Data to process |

— Begin —

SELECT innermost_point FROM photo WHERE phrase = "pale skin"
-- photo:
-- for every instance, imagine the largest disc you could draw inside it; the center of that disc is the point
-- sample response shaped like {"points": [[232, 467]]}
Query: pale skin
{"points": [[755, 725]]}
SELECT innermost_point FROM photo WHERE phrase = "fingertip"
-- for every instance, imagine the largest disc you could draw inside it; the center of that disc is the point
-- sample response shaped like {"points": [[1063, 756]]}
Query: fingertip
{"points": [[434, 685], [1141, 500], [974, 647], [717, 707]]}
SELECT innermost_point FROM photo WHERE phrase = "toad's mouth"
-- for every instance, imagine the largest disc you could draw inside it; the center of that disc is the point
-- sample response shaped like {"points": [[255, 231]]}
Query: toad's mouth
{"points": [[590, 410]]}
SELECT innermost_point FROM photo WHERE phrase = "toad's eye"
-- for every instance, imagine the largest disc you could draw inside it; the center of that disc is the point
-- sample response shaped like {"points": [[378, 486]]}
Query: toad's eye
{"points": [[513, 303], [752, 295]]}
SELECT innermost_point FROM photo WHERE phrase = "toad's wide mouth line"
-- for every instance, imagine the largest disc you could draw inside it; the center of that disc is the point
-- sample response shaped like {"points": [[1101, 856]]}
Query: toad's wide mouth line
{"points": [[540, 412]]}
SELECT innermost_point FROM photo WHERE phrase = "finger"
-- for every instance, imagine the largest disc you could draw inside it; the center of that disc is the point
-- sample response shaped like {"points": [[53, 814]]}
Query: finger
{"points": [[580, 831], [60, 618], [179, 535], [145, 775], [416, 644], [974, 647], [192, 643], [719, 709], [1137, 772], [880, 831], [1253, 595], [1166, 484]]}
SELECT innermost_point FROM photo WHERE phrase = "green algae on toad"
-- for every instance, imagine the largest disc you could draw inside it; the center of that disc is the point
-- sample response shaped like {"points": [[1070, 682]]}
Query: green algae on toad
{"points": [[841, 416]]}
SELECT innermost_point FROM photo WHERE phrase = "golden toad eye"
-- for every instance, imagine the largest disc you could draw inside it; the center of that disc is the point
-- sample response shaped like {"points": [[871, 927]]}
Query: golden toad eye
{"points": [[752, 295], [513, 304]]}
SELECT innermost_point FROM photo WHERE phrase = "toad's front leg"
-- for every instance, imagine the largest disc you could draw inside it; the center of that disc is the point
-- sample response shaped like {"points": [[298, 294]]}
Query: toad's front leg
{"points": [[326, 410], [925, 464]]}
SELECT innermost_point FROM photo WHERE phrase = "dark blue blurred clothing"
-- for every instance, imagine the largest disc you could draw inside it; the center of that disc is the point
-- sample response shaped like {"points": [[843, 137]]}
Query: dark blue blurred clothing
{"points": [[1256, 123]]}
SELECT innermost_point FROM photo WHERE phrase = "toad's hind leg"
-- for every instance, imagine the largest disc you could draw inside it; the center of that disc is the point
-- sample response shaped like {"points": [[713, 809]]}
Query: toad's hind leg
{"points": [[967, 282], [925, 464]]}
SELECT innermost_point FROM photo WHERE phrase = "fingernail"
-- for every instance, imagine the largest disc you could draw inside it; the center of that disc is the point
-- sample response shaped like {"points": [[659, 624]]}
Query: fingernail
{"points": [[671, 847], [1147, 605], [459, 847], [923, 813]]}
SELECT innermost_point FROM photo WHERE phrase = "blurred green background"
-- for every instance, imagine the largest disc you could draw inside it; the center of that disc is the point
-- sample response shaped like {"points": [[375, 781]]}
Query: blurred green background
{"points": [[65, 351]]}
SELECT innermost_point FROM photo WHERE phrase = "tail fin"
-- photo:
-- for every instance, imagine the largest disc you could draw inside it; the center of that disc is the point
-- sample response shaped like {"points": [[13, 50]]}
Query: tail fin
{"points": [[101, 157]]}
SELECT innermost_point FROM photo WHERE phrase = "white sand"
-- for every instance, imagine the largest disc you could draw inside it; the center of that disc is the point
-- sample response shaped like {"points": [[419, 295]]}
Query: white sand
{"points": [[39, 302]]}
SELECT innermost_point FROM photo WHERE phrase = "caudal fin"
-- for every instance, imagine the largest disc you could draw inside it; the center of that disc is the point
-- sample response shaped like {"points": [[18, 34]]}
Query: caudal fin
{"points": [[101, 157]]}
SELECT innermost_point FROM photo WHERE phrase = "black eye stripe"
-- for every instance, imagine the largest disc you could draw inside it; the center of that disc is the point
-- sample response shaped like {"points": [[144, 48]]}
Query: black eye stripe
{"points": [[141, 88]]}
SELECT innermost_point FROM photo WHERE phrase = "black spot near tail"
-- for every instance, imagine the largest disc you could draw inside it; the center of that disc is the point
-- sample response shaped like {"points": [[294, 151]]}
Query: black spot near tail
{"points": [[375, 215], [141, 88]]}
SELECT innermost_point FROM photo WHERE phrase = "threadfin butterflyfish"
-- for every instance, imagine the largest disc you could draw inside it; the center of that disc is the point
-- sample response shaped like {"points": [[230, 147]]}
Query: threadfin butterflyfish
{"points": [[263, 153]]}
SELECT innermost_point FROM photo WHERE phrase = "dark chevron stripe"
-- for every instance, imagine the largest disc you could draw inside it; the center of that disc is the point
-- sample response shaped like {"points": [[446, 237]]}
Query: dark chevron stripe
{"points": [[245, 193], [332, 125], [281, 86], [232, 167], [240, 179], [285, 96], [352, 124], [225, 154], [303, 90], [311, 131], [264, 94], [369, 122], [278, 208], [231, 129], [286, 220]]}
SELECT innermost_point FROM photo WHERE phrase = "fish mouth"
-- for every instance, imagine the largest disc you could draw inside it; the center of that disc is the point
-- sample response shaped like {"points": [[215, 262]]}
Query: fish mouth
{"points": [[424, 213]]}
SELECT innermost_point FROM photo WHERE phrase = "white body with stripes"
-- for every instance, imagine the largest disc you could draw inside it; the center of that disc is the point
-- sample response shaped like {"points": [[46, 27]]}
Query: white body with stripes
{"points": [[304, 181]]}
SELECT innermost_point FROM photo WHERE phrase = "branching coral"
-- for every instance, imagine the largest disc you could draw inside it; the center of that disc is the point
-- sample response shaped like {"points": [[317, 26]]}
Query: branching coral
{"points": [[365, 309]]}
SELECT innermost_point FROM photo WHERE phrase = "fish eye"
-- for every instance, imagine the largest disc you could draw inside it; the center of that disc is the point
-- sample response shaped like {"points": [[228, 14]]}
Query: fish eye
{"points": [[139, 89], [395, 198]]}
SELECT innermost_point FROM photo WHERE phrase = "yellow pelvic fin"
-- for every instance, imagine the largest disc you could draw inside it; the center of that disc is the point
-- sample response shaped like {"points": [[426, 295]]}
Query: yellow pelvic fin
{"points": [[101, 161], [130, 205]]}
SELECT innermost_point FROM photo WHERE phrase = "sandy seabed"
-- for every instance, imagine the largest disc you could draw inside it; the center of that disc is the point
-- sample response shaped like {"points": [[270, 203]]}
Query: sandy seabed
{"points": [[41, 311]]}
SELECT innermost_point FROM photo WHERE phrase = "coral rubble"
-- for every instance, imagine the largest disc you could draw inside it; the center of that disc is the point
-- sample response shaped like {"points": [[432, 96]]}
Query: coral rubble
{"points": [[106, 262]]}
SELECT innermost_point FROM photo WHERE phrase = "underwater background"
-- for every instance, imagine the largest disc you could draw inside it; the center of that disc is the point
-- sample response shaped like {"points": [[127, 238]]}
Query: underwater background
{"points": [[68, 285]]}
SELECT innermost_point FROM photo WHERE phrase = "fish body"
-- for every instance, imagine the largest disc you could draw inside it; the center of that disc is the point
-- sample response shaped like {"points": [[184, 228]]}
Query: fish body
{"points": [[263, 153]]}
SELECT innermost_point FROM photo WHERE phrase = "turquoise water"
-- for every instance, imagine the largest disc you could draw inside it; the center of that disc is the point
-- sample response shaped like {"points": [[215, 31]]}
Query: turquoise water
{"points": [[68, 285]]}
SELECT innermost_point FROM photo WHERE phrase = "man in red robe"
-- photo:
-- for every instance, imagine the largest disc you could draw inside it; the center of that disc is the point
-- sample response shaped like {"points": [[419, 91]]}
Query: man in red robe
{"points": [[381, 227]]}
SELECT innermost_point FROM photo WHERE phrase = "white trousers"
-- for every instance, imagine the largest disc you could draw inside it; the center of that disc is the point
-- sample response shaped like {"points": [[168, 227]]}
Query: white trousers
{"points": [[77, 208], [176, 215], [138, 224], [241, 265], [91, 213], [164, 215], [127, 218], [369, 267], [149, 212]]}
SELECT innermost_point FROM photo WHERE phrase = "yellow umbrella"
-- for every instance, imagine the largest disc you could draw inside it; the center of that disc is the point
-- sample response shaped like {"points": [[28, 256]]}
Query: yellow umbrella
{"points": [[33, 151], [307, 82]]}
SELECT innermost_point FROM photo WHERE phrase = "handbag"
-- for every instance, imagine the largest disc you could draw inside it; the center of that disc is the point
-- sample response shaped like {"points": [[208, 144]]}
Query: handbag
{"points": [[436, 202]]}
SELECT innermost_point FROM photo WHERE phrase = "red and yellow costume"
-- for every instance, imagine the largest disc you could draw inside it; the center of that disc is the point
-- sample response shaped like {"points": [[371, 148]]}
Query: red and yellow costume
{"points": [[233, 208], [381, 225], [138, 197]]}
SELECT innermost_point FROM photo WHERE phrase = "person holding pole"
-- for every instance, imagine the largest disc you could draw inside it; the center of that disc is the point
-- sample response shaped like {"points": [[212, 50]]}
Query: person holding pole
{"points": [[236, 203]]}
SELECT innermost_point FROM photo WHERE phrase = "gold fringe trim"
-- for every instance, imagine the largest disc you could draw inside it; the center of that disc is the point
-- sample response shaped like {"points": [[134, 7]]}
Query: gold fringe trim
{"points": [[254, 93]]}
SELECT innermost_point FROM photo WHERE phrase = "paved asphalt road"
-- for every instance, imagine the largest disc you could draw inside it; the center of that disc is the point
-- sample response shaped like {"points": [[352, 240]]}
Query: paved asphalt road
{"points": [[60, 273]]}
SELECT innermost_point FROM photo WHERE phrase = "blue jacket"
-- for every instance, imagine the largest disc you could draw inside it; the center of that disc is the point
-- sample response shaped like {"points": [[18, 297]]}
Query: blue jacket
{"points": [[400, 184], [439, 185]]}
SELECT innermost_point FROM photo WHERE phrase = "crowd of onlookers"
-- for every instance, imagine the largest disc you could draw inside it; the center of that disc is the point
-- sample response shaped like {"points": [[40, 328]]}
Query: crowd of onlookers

— End —

Your objective |
Count the lines in the items above that contain the string "threadfin", treating uppercase and lowercase as different. Reply with the number alone.

Expected answer |
2